Exercise
Tally the lines in the listing below that contain the string "white", treating uppercase and lowercase as different, and give only the number.

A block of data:
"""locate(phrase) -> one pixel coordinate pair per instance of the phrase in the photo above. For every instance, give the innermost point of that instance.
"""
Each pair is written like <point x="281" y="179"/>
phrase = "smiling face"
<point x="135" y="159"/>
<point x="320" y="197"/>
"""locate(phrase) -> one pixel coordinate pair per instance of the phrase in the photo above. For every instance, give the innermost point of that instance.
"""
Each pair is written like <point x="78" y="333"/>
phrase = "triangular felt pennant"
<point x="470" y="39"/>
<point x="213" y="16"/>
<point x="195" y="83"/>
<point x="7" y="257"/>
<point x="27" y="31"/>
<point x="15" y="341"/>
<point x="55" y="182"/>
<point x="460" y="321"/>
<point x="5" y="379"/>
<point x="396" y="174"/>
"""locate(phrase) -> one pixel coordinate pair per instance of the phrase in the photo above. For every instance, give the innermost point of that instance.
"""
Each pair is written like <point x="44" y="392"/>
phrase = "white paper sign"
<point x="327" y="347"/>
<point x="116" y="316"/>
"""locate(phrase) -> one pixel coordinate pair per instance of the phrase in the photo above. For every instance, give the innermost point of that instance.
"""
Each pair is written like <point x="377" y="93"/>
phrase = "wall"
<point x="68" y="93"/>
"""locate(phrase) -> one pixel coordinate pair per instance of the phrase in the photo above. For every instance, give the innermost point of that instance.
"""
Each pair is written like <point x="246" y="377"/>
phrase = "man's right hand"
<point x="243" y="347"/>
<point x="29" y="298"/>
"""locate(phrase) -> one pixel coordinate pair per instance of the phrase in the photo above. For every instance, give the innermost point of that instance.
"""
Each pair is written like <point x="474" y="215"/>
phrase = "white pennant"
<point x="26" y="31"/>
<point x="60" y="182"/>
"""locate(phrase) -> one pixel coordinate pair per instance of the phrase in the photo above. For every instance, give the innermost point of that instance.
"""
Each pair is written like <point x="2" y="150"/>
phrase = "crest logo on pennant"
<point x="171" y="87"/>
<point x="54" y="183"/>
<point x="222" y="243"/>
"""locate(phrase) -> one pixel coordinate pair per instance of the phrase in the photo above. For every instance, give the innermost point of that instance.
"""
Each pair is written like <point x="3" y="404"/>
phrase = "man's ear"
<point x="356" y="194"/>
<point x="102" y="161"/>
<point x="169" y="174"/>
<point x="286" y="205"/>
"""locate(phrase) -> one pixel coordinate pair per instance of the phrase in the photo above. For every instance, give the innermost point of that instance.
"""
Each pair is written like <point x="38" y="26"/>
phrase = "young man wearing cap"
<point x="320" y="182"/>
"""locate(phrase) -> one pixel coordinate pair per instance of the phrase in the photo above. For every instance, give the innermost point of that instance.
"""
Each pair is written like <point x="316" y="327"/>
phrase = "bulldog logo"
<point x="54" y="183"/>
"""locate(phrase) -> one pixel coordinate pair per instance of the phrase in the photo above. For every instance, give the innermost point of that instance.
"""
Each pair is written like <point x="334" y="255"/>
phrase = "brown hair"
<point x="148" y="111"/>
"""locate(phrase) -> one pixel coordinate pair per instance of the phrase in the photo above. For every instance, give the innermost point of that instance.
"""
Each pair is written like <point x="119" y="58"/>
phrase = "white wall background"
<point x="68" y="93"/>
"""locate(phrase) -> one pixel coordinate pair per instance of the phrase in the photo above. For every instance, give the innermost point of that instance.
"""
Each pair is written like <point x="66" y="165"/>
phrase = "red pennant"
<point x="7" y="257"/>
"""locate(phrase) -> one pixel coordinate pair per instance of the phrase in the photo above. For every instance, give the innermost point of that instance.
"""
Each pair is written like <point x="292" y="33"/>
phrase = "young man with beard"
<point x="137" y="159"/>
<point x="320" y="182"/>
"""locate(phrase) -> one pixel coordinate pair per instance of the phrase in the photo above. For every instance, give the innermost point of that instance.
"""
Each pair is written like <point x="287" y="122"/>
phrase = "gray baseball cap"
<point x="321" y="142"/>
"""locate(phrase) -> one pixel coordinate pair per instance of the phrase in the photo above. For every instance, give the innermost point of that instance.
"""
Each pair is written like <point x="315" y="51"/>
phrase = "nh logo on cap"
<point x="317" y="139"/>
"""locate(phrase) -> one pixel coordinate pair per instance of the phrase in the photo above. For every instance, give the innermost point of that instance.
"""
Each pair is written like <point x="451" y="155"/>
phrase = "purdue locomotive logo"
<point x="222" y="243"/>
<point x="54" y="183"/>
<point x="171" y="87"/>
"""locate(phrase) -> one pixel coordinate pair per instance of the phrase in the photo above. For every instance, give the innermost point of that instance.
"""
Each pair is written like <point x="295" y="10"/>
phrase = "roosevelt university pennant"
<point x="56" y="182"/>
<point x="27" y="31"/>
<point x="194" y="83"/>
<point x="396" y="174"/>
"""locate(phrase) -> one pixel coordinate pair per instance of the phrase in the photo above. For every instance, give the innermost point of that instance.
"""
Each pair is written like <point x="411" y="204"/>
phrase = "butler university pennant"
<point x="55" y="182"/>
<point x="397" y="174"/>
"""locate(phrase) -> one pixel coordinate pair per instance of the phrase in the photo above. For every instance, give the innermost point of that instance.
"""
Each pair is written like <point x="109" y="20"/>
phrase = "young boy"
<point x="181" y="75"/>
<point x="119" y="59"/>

* * *

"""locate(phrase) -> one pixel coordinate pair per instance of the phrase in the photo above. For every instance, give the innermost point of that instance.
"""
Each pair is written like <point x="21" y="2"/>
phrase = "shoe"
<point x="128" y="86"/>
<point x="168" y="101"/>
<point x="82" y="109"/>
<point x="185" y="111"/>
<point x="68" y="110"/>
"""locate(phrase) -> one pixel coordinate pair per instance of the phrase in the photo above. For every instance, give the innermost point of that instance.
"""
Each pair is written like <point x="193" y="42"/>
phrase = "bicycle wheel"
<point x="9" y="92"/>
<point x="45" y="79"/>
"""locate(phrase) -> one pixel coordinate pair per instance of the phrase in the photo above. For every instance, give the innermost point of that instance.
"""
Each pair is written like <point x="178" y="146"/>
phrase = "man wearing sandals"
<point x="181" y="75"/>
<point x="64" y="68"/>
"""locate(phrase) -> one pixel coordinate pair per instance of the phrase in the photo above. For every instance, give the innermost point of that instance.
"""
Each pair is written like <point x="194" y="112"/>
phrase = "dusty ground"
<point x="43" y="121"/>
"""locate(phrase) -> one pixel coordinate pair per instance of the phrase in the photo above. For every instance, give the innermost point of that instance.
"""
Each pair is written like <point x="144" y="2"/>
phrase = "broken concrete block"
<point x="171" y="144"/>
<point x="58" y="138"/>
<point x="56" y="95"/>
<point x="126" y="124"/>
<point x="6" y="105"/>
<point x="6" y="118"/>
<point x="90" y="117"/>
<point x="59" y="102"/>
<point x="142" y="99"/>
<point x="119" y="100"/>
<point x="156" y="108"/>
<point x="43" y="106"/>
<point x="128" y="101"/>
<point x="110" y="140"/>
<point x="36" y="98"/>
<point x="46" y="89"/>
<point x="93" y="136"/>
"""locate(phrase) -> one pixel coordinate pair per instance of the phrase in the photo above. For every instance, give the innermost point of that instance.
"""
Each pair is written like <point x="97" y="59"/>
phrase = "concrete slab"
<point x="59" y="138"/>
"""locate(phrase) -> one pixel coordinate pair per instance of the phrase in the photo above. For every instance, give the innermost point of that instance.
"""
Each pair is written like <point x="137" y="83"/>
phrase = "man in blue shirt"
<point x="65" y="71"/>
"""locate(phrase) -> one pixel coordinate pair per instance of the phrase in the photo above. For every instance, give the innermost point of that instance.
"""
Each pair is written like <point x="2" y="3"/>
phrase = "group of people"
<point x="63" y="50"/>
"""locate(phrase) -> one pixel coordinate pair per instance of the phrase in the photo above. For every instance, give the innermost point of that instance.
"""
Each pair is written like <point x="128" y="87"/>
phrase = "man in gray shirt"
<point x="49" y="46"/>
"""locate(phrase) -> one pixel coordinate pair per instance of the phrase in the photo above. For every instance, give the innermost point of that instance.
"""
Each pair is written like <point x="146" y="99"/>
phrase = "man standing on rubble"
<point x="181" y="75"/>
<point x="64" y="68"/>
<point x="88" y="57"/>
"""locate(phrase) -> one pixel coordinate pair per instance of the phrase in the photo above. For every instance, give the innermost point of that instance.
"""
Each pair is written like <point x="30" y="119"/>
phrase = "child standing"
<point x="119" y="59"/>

--

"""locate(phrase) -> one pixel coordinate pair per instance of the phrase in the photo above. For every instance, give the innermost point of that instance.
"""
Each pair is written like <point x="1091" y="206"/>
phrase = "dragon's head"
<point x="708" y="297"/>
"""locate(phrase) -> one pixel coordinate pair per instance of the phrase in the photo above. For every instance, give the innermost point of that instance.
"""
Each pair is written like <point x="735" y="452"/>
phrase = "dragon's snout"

Completed task
3